WORK TO BE COMPLETED:
Among the entries, which lines carry the string "parking"? Copy each of them.

EXERCISE INPUTS:
=-=-=-=-=
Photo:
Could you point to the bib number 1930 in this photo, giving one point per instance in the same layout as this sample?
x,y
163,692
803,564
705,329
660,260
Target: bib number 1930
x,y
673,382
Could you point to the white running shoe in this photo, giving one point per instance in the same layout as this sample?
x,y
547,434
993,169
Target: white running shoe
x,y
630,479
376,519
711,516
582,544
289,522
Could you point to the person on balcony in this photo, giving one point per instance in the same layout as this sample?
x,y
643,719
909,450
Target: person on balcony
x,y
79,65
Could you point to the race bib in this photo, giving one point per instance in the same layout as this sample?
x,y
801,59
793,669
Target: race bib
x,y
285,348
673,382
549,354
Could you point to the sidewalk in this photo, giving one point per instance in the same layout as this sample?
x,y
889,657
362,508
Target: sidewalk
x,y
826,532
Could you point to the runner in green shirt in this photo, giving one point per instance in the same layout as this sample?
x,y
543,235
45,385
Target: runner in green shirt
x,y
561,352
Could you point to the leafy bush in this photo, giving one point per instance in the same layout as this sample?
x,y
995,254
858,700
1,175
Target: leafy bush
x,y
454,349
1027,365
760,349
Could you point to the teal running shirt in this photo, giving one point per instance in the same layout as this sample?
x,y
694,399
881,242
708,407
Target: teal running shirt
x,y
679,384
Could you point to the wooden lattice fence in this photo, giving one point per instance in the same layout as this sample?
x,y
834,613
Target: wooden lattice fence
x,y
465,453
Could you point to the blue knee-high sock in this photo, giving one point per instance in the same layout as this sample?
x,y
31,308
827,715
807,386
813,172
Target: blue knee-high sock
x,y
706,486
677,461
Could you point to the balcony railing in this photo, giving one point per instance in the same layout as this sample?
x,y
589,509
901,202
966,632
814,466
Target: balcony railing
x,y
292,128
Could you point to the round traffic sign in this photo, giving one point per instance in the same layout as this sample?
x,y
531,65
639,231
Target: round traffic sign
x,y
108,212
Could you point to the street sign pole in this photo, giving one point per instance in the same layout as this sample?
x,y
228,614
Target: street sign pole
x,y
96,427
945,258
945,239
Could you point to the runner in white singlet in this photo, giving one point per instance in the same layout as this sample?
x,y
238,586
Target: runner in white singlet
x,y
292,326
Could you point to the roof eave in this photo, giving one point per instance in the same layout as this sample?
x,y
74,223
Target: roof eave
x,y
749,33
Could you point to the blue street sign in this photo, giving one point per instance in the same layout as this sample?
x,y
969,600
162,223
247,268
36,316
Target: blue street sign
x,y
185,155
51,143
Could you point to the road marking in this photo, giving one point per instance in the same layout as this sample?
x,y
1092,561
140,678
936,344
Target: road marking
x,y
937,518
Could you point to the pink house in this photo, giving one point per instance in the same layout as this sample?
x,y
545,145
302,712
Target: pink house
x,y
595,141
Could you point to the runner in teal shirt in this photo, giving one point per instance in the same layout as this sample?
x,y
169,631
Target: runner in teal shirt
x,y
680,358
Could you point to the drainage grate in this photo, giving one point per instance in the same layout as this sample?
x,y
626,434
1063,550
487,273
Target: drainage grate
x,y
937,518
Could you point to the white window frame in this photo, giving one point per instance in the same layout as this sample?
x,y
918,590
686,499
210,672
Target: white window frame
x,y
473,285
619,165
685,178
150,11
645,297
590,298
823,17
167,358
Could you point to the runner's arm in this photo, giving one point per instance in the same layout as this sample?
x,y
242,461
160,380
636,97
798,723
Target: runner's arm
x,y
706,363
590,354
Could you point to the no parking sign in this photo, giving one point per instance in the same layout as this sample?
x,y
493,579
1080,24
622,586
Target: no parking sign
=-=-=-=-=
OUTPUT OF THE EXERCISE:
Could you point to the no parking sign in this photo, giving one point per instance in the same layout as this sample?
Target: no parking sign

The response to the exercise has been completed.